(EXCERPT PROVIDED begins)

First Principle: Lambda's execution environment provides a secure, isolated, and managed runtime for your code, abstracting server operating systems and simplifying dependency management.

When your Lambda function is invoked, AWS launches an execution environment. This environment includes the operating system, the runtime (e.g., Node.js, Python), and any configured Lambda Layers or container images.

Key Aspects of Lambda Execution Environment & Runtime:
  • Runtime: The language environment in which your code runs (e.g., Python 3.9, Node.js 16.x). AWS manages the updates and security of these runtimes.
  • Execution Context: Provides information about the invocation, function, and execution environment through the context object or environment variables.
  • Temporary Disk Space (/tmp): Each execution environment gets a small, temporary disk space accessible at /tmp for processing files. This is ephemeral and cleared after execution.
  • Memory & CPU: You configure the memory allocated to your Lambda function. CPU power is automatically scaled proportionally to the memory allocated.
  • Lambda Layers: Packages common dependencies (libraries, runtimes) separately from your function code, promoting reusability and reducing deployment package size.
  • Container Images: Lambda now supports packaging functions as container images, offering more control over the runtime environment and dependencies.

Scenario: You're developing a Python Lambda function that needs to process a large image file (several MBs), requiring temporary local storage during processing. You also want to include a common Python library without bundling it directly in your function's deployment package.

Reflection Question: How does Lambda's execution environment provide managed resources like the /tmp directory for temporary storage and support Lambda Layers for shared dependencies, abstracting server management and simplifying your development workflow?

(EXCERPT PROVIDED ends)
(SUPPLIED INFORMATION begins)

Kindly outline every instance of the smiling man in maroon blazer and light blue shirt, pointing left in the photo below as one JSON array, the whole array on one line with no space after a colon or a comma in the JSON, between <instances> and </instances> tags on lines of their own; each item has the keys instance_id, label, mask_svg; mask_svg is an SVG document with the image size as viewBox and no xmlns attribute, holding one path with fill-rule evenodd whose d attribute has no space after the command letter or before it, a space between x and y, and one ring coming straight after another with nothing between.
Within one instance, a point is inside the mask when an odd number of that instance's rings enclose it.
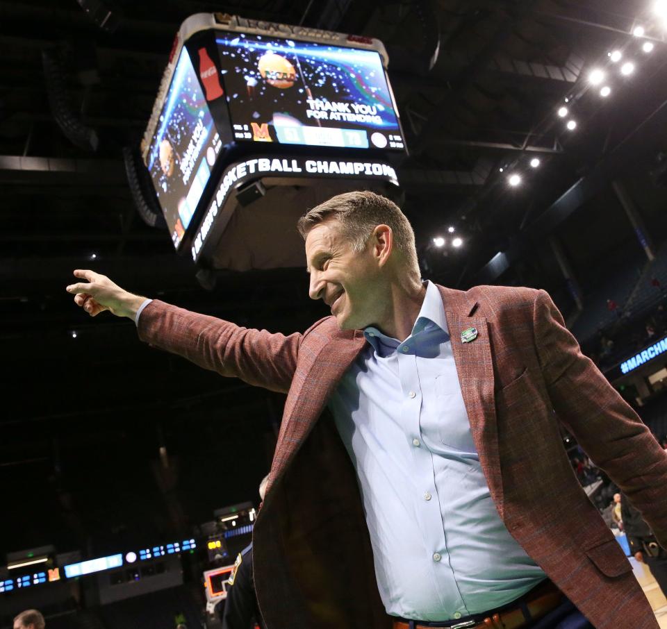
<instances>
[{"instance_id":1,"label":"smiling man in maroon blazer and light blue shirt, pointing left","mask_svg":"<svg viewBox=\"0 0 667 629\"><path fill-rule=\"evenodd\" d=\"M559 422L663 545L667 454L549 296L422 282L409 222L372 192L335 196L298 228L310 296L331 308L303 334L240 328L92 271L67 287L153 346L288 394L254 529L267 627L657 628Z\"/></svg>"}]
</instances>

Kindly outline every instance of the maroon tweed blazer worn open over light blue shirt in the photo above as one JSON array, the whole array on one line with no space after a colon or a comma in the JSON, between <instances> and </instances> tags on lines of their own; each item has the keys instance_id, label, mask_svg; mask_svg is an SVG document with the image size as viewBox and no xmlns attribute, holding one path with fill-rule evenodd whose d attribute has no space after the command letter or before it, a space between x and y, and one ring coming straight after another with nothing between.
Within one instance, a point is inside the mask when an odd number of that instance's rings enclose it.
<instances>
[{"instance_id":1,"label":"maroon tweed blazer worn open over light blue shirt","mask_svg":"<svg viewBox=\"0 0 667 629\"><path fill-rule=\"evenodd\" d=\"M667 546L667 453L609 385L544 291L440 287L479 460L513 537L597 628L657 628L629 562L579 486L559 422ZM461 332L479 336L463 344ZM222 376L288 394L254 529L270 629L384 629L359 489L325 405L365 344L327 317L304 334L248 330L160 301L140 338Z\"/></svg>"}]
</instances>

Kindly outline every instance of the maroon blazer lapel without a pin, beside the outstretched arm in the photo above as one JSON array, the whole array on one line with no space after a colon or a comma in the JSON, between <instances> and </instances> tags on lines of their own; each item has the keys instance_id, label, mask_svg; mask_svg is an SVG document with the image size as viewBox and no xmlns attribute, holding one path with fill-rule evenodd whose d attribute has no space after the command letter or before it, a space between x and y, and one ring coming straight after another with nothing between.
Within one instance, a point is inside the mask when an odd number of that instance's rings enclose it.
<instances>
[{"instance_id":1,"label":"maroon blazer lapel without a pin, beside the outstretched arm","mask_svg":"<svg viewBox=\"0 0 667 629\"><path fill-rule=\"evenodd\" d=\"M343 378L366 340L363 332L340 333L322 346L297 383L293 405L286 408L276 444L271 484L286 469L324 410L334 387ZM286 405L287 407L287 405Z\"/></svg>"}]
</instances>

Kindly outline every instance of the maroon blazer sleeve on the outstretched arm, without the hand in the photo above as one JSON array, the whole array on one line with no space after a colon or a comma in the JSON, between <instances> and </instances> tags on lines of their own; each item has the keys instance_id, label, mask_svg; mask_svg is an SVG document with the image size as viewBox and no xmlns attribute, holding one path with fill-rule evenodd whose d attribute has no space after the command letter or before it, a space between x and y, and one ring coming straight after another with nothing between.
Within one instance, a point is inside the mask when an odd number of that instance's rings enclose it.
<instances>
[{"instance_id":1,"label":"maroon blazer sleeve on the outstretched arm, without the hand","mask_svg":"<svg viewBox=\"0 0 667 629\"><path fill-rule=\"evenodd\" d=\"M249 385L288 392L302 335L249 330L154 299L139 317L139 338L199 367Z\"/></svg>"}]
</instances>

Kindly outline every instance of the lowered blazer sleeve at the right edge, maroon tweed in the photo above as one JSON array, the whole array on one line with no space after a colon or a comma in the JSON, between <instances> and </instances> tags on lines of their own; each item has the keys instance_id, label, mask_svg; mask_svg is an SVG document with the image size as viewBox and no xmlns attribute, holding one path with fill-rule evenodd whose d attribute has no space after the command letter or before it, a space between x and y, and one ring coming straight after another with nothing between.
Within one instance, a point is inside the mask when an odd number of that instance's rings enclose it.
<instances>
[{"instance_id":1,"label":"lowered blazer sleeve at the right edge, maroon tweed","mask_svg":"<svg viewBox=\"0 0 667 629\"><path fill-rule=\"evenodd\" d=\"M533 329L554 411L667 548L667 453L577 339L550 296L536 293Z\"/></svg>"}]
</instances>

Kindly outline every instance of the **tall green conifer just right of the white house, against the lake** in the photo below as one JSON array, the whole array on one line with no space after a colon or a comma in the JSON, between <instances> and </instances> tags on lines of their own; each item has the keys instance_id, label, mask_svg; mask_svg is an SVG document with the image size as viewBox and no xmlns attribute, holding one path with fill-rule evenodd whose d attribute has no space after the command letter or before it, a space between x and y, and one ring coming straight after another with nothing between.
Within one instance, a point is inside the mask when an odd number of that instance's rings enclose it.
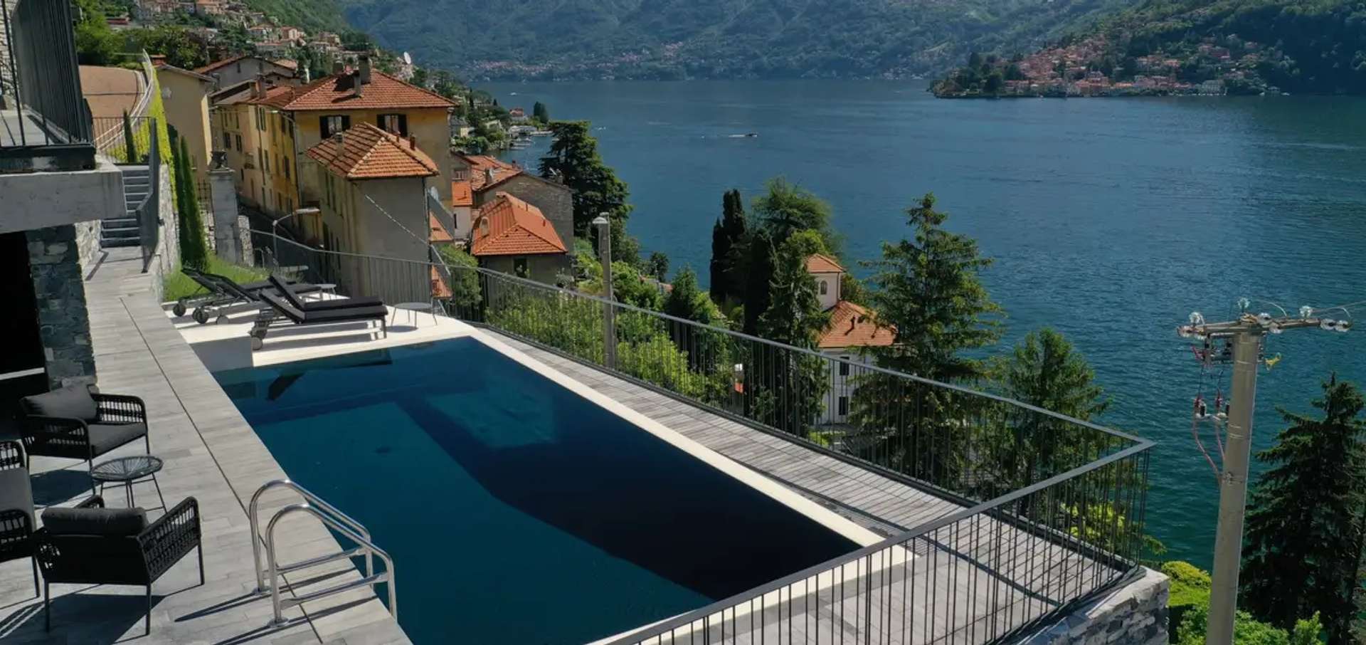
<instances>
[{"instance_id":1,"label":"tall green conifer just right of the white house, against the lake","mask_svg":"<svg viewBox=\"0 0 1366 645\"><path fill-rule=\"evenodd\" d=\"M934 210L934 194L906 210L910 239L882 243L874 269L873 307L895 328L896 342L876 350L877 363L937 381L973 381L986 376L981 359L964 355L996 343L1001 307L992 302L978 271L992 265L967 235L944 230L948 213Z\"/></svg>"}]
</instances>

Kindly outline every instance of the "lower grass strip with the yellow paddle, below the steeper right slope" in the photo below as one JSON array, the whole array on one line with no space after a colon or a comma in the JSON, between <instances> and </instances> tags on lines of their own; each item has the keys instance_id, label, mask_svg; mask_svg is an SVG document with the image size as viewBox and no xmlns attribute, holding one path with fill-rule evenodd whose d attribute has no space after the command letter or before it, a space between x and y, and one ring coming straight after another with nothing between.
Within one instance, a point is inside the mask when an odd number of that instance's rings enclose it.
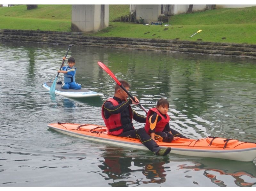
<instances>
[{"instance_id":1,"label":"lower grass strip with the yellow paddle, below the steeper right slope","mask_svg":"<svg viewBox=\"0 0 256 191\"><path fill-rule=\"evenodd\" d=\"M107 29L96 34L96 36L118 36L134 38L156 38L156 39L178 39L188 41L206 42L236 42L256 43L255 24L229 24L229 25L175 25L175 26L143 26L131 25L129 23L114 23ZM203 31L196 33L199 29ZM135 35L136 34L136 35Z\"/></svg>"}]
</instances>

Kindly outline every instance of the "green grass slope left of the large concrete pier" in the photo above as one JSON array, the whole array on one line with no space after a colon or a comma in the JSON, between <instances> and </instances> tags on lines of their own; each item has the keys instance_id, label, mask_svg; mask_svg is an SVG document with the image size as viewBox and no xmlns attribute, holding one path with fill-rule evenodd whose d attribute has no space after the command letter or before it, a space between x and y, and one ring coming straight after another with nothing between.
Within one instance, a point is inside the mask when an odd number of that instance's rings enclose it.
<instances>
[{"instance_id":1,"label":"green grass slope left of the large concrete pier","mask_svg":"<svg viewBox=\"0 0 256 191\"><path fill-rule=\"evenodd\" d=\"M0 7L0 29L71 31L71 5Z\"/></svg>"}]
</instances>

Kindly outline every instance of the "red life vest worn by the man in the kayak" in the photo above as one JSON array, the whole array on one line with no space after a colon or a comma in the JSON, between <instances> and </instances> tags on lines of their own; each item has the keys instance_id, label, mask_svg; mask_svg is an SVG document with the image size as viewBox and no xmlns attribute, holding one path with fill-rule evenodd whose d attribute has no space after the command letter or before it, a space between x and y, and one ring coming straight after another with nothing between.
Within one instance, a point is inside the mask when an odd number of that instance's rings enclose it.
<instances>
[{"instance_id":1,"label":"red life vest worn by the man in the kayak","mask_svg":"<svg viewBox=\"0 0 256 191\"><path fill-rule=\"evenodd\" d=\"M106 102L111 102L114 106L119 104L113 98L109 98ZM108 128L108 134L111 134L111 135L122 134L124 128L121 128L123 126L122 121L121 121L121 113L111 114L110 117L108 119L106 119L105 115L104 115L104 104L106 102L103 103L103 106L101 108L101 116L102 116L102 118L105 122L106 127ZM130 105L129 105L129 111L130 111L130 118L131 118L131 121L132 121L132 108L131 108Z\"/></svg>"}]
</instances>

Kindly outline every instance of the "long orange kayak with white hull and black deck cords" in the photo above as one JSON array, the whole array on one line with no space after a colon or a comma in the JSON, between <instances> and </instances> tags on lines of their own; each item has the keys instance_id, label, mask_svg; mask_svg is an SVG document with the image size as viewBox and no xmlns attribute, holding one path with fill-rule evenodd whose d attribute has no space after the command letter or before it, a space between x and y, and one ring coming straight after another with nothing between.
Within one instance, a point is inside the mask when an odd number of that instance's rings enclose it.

(SUPPLIED INFORMATION ends)
(SUPPLIED INFORMATION begins)

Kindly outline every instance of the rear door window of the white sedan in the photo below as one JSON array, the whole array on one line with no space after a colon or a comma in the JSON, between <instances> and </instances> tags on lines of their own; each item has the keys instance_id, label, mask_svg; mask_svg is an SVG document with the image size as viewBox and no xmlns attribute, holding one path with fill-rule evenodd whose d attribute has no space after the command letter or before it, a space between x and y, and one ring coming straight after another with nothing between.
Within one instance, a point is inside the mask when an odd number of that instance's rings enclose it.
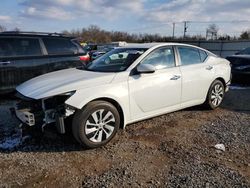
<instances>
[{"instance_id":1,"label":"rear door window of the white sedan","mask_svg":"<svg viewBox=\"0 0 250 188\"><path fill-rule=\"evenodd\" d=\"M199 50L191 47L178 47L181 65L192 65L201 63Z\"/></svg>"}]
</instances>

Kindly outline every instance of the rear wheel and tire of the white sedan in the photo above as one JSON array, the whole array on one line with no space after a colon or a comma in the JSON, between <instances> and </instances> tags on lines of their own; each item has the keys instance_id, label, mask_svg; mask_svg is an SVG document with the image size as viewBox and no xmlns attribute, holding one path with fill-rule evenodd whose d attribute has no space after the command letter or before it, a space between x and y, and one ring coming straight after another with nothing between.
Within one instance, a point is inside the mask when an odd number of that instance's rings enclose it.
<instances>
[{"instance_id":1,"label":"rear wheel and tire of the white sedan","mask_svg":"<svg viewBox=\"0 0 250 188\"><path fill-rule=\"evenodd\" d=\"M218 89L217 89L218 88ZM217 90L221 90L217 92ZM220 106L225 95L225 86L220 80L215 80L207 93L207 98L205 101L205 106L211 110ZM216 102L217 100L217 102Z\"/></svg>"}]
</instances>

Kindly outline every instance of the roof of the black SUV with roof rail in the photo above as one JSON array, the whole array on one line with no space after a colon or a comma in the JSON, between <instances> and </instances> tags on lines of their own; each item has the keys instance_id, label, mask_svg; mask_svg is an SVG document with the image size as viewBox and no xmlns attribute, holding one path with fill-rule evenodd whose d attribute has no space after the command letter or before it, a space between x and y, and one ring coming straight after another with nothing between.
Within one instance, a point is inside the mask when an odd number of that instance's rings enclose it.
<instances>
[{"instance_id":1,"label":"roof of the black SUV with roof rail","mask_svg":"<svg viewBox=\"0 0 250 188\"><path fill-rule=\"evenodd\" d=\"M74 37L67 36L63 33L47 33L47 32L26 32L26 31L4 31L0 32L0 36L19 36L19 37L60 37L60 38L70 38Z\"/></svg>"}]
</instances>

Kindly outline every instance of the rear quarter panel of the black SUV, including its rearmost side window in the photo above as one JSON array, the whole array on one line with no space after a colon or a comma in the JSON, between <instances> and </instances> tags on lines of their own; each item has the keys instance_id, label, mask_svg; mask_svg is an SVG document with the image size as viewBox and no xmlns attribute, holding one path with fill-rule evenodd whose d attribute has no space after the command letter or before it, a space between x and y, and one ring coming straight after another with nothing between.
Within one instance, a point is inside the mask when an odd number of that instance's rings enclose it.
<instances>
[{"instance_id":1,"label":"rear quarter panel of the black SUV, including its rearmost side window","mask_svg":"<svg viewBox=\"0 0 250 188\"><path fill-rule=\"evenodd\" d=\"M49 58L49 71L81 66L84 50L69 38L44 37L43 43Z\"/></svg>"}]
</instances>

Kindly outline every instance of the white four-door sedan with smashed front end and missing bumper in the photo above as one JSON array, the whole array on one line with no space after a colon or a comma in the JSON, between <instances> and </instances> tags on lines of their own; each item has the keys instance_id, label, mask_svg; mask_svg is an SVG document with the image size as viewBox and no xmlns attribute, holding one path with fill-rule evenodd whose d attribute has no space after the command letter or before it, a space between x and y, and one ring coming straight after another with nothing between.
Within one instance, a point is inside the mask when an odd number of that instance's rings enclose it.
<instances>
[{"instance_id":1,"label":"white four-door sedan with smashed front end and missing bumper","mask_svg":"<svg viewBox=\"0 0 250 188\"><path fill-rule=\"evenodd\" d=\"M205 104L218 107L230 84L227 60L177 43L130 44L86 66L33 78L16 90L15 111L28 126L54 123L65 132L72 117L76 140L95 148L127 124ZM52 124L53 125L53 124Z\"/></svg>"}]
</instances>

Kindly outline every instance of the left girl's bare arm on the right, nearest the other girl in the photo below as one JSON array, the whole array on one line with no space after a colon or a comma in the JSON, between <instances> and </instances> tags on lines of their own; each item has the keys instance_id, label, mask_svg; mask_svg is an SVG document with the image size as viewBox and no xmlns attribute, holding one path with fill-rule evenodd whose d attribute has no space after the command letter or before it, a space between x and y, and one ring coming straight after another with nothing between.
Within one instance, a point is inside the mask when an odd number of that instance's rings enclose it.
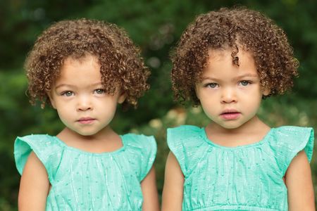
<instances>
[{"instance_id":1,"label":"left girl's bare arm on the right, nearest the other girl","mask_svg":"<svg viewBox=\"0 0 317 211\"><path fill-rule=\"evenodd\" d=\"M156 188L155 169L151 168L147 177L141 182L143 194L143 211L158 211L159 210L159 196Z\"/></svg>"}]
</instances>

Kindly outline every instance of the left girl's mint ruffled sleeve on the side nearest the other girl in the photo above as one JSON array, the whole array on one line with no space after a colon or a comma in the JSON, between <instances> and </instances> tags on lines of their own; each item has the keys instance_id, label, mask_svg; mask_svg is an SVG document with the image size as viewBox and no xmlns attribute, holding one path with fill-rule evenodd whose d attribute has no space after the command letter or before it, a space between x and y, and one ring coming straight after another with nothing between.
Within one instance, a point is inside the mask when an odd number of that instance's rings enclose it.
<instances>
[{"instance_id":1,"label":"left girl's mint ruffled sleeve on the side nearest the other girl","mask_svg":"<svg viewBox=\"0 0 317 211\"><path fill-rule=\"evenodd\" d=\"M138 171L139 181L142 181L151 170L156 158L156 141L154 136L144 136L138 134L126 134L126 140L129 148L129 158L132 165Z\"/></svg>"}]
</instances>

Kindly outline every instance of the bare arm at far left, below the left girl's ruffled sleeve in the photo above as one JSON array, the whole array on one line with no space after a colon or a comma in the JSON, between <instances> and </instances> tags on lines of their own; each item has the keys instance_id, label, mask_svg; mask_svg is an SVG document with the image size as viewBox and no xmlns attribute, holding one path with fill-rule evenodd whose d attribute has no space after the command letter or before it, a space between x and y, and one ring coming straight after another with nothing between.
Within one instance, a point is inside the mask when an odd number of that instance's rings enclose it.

(SUPPLIED INFORMATION ends)

■ **EXERCISE 1**
How does the Lambda execution environment text say CPU power is set for a function?
■ **EXERCISE 2**
Rewrite the Lambda execution environment text from "When your Lambda" to "cleared after execution.", swapping "ephemeral" for "short-lived".
The rows are separate material, unrelated to the Lambda execution environment text.

■ **TASK SOLUTION 1**
CPU power is automatically scaled in proportion to the memory allocated to the function.

■ **TASK SOLUTION 2**
When your Lambda function is invoked, AWS launches an execution environment. This environment includes the operating system, the runtime (e.g., Node.js, Python), and any configured Lambda Layers or container images.

Key Aspects of Lambda Execution Environment & Runtime:
  • Runtime: The language environment in which your code runs (e.g., Python 3.9, Node.js 16.x). AWS manages the updates and security of these runtimes.
  • Execution Context: Provides information about the invocation, function, and execution environment through the context object or environment variables.
  • Temporary Disk Space (/tmp): Each execution environment gets a small, temporary disk space accessible at /tmp for processing files. This is short-lived and cleared after execution.